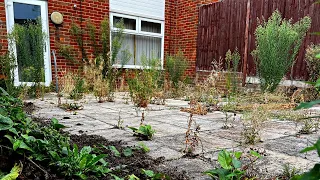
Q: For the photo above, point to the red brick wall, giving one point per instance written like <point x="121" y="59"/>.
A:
<point x="182" y="28"/>
<point x="92" y="10"/>
<point x="3" y="28"/>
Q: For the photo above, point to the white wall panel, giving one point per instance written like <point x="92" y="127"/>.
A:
<point x="144" y="8"/>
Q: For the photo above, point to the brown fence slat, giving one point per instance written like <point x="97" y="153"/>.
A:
<point x="222" y="27"/>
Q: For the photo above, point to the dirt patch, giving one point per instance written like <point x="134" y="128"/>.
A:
<point x="121" y="166"/>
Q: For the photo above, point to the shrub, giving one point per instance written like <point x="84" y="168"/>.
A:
<point x="313" y="63"/>
<point x="175" y="67"/>
<point x="146" y="82"/>
<point x="278" y="42"/>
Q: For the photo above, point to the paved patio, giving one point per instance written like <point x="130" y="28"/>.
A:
<point x="280" y="142"/>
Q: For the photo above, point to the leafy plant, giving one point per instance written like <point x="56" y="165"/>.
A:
<point x="313" y="174"/>
<point x="144" y="132"/>
<point x="46" y="144"/>
<point x="192" y="138"/>
<point x="73" y="162"/>
<point x="231" y="167"/>
<point x="144" y="147"/>
<point x="175" y="67"/>
<point x="253" y="124"/>
<point x="29" y="39"/>
<point x="146" y="82"/>
<point x="278" y="42"/>
<point x="289" y="172"/>
<point x="154" y="176"/>
<point x="78" y="91"/>
<point x="5" y="123"/>
<point x="14" y="173"/>
<point x="313" y="62"/>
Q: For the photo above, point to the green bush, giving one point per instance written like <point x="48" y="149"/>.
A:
<point x="278" y="42"/>
<point x="175" y="67"/>
<point x="313" y="63"/>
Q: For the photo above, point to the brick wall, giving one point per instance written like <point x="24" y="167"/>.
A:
<point x="186" y="30"/>
<point x="180" y="26"/>
<point x="89" y="10"/>
<point x="3" y="28"/>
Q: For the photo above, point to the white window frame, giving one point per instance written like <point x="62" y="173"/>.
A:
<point x="138" y="32"/>
<point x="45" y="28"/>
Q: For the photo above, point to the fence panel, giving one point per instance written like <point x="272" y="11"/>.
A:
<point x="222" y="27"/>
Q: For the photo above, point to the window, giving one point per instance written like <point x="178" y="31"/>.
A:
<point x="31" y="52"/>
<point x="142" y="38"/>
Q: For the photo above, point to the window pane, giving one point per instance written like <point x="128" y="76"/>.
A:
<point x="150" y="47"/>
<point x="128" y="23"/>
<point x="29" y="42"/>
<point x="151" y="27"/>
<point x="25" y="12"/>
<point x="127" y="47"/>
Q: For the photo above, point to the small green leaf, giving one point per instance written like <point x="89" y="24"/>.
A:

══════════

**WHAT TO WORK ON:** Look over the records above, and wherever a line contains the string "panel", copy that line.

**ANSWER TO THIS EXERCISE:**
Q: For the photo above, point to the white wall panel, giving one point per instance written like <point x="92" y="127"/>.
Q: For the photo above, point to the fence panel, giving one point per instance written like <point x="272" y="11"/>.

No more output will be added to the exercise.